=== TASK OBJECTIVE ===
Rewrite the rows below, substituting "Please" for every occurrence of "Kindly" and leaving everything else unchanged.

Part of a data file
......
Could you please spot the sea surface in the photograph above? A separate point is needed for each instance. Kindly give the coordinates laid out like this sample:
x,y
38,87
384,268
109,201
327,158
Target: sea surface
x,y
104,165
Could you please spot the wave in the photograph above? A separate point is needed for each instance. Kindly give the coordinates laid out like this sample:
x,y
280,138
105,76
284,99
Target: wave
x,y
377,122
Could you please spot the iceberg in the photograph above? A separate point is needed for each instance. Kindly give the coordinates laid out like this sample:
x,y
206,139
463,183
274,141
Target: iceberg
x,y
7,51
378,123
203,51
......
=== CORRECT ANSWER ===
Could you please spot the sea surface in the photograph above? A separate point is needed for each instance. Please give the coordinates laid out like this sample:
x,y
38,87
384,268
109,201
327,158
Target: sea surface
x,y
104,165
Could you please spot the wave in the photograph above? A separate point is needed for each instance. Please give the coordinates laid out like this sample:
x,y
280,138
105,76
284,99
Target: wave
x,y
377,122
Could you please spot the iceberg in the photograph above? A separate point is needed for each instance. Please give the coordinates laid out like this sample:
x,y
206,139
463,183
274,141
Target: iceberg
x,y
7,51
378,123
203,51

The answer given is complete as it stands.